» Position identification records:
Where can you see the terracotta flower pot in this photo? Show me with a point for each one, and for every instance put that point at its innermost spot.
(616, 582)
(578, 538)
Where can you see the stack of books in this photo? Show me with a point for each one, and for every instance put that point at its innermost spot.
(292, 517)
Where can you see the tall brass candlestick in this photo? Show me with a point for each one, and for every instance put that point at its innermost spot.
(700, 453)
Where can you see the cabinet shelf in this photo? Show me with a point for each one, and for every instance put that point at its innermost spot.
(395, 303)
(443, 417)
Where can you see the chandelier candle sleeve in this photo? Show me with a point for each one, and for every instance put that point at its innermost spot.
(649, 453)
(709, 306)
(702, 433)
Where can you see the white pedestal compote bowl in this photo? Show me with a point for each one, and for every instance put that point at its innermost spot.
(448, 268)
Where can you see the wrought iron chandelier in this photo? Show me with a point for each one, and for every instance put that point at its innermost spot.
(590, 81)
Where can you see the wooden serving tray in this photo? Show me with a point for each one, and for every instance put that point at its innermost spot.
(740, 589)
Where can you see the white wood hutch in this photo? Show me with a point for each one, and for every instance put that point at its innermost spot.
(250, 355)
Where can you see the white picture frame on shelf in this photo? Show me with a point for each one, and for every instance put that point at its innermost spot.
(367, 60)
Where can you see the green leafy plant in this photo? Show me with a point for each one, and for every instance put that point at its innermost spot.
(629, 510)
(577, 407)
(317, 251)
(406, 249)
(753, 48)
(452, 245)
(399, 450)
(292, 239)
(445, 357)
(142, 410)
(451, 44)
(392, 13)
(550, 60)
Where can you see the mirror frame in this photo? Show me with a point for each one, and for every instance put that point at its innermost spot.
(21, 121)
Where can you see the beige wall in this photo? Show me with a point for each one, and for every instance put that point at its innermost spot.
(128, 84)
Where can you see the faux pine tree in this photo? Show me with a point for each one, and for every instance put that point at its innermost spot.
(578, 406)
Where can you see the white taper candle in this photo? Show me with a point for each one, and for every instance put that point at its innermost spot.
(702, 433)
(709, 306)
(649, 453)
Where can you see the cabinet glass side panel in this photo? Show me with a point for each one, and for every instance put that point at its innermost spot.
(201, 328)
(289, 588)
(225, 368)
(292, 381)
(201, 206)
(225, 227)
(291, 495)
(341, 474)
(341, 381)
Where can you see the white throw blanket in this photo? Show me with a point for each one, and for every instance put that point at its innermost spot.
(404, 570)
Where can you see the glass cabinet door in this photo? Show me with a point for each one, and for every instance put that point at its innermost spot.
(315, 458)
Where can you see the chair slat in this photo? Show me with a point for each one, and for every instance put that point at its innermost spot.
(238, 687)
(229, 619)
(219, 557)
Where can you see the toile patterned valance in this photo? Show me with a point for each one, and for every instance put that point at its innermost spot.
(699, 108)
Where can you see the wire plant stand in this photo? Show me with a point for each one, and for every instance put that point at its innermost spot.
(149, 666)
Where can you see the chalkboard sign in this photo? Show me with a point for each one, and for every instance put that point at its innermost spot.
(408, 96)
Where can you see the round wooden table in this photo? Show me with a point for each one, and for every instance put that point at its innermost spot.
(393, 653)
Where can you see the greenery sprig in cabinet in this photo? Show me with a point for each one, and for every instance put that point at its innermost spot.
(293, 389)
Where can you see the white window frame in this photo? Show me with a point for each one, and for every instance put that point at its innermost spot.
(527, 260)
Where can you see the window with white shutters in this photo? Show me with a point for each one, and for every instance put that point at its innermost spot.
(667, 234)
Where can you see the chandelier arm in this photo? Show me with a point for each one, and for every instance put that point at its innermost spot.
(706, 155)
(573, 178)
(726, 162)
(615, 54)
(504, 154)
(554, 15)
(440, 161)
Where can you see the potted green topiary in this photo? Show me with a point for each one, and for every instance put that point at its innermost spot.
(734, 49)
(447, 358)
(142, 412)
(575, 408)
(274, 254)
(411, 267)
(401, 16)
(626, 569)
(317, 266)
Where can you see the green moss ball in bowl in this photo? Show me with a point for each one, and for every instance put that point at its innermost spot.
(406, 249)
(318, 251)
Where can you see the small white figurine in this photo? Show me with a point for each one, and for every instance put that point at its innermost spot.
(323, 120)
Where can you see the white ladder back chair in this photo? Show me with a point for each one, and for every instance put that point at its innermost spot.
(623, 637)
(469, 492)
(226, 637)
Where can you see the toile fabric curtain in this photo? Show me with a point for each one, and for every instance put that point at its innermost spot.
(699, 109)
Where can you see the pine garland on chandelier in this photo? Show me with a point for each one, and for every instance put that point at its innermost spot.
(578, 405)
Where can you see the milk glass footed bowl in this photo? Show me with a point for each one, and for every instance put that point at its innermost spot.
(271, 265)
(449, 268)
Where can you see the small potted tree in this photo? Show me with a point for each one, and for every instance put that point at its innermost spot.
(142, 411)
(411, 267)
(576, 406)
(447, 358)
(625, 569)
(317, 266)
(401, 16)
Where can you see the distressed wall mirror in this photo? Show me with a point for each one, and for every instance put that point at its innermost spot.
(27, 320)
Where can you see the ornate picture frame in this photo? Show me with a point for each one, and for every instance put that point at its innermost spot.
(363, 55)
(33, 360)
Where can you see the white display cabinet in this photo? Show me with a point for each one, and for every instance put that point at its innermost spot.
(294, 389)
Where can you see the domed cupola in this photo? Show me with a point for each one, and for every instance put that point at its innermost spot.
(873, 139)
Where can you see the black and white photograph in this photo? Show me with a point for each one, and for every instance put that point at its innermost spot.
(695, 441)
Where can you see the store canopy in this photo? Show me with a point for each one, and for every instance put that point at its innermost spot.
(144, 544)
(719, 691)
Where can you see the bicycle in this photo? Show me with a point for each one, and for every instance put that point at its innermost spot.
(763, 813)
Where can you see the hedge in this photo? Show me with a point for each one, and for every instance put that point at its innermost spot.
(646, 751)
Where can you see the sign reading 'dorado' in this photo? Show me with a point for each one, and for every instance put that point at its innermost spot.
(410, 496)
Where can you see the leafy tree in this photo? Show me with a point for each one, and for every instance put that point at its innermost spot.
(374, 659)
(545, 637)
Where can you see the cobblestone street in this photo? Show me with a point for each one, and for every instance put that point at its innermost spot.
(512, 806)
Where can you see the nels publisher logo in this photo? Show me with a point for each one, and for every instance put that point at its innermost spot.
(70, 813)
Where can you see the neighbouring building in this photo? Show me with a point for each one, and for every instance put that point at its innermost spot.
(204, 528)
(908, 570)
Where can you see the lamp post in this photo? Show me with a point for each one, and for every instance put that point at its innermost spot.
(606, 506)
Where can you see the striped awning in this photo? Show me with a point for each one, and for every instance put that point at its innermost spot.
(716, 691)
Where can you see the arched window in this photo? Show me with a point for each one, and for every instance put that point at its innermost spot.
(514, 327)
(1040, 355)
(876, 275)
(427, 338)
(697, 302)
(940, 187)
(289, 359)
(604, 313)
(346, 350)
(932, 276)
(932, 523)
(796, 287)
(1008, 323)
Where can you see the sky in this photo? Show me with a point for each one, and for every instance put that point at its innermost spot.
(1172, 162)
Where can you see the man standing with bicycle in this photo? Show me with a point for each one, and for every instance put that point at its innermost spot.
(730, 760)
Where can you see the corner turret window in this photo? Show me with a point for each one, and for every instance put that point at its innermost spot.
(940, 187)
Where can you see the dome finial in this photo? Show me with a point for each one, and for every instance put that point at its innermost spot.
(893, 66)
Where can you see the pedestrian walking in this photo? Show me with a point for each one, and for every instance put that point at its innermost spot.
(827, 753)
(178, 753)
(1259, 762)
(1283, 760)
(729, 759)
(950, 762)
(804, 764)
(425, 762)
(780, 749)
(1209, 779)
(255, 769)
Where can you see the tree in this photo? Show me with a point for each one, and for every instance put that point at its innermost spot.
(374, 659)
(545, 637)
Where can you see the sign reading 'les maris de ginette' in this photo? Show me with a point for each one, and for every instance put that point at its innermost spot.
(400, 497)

» Your instructions: Retype word for word the lines of data above, beginning at the line that has "Where can you see the sign reading 'dorado'" and stopping after the line that has "(1008, 323)".

» Full output:
Where can you see the sign reading 'dorado' in this photo? Show me with a point for each one, and for every instance put that point at its innermost spot.
(410, 496)
Where can you see the leafy tree in this photo? Show me with a point for each one, and for every instance put that point at its innermost spot.
(374, 659)
(545, 637)
Where can you see the cobblestone street in this photo? Show me with a point for each one, and for every instance put that point at its innermost spot.
(512, 806)
Where can you see the nels publisher logo in this photo? Show me with a point for each one, and for every instance put that point at its innermost spot.
(70, 813)
Where can you see the neighbouring building in this photo? Show me with a point for each one, and for every instance put that point at its innermost spot.
(204, 528)
(908, 570)
Where can you see the lamp post in this photo? Show me with a point for each one, and for every instance put that point at its innermost spot.
(606, 506)
Where can you see the striped awning in this photo? Show me with a point for each one, and for every instance put that point at its innermost spot.
(716, 691)
Where can you see the arched window in this photo? Show me with a point for each one, and for every instance put that point at its innermost spot.
(514, 327)
(1040, 355)
(876, 275)
(427, 338)
(697, 302)
(940, 187)
(289, 359)
(604, 313)
(346, 350)
(932, 276)
(932, 523)
(796, 287)
(1008, 323)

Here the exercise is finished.